**EXTRACTED TEXT**
=== Begin Enclosure ===

The Diocese of New Westminster’s Rev. Emilie Smith was sentenced to seven days in jail for blocking the road to Trans Mountain’s Westridge Marine Terminal.
In contrast, Linda Gibbons was arrested not for blocking access to an abortion clinic but for standing on the sidewalk, a crime for which she has spent over seven years in jail. I know where my sympathies lie.
From here:
A New Westminster priest is one of the latest anti-pipeline protesters to be sentenced to seven days in jail for violating a court injunction banning protesters from blocking access to Trans Mountain facilities.
Emilie Smith, a parish priest at St. Barnabas Anglican Church, is headed to the Alouette Women’s Correctional Centre in Maple Ridge for seven consecutive days after being sentenced in B.C. Supreme Court in Vancouver Wednesday morning.
She and former Mennonite pastor Steve Heinrichs, originally from Burnaby, were arrested at Trans Mountain’s Westridge Marine Terminal on April 20 after blocking the road into the facility and refusing to leave when asked by police.

=== End Enclosure ===

**DATA EXTRACTS**
=== Begin Enclosure ===

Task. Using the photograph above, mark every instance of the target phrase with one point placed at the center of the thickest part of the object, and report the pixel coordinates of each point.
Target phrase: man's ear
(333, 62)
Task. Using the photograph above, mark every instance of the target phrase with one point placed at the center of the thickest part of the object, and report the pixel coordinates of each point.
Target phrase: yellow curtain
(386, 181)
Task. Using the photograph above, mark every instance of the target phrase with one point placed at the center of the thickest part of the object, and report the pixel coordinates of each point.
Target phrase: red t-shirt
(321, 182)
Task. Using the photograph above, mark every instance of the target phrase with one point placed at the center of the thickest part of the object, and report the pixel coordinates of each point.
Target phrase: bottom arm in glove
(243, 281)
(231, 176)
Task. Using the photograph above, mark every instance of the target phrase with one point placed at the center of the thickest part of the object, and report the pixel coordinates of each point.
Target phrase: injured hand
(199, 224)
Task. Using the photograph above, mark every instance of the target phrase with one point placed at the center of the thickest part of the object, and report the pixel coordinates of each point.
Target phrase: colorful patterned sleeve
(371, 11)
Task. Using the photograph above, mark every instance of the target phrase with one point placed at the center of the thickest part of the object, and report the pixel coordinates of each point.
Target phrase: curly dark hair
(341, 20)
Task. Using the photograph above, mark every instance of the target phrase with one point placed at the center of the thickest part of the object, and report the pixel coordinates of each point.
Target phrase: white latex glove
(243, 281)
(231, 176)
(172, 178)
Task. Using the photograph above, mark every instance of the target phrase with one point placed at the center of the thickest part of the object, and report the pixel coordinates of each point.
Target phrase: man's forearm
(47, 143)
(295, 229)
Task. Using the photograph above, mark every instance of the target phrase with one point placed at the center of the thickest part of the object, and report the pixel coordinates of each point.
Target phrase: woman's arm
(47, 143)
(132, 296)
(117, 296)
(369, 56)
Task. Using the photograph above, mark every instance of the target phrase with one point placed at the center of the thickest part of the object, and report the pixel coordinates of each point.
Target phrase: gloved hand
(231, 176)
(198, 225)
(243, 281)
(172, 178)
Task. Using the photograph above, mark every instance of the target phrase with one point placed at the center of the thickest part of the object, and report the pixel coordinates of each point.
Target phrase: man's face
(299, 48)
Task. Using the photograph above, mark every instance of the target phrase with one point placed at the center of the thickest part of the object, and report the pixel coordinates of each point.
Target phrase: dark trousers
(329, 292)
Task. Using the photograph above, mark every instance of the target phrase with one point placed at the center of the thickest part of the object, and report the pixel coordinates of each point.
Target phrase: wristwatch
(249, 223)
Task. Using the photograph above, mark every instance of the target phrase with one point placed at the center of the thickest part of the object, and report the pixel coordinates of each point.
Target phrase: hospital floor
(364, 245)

=== End Enclosure ===

**COMPLETE THE FOLLOWING**
• A. In the text on the priest's pipeline protest sentence, recast the paragraph that begins "Emilie Smith, a parish priest" as a short bulleted list that keeps its main facts.
• B. Write the next paragraph of the text on the priest's pipeline protest sentence, picking up after its final sentence.

**TASK RESPONSES**
• A.
- Emilie Smith is a parish priest at St. Barnabas Anglican Church.
- She was sentenced Wednesday morning in B.C. Supreme Court in Vancouver.
- She will serve seven consecutive days at the Alouette Women's Correctional Centre in Maple Ridge.

• B.
“This is a way we are called to live out the reconciliation, is in standing with the Tsleil-Waututh and others to defend this holy land,” she told the Record before her arrest. “I think our faith teaches us that we’re not supposed to just say nice things to each other, we’re supposed to live out our faith in our bodies … we believe in taking action.”
Smith’s other major contribution in the fight for justice, equality, diversity, nightmare utopianism, and hallucinogenic alphabet soup rainbow inclusion comes in the shape of a sign telling people not to litter on church property. More specifically, not to drop their crap there. It must be legitimate because it is signed by God.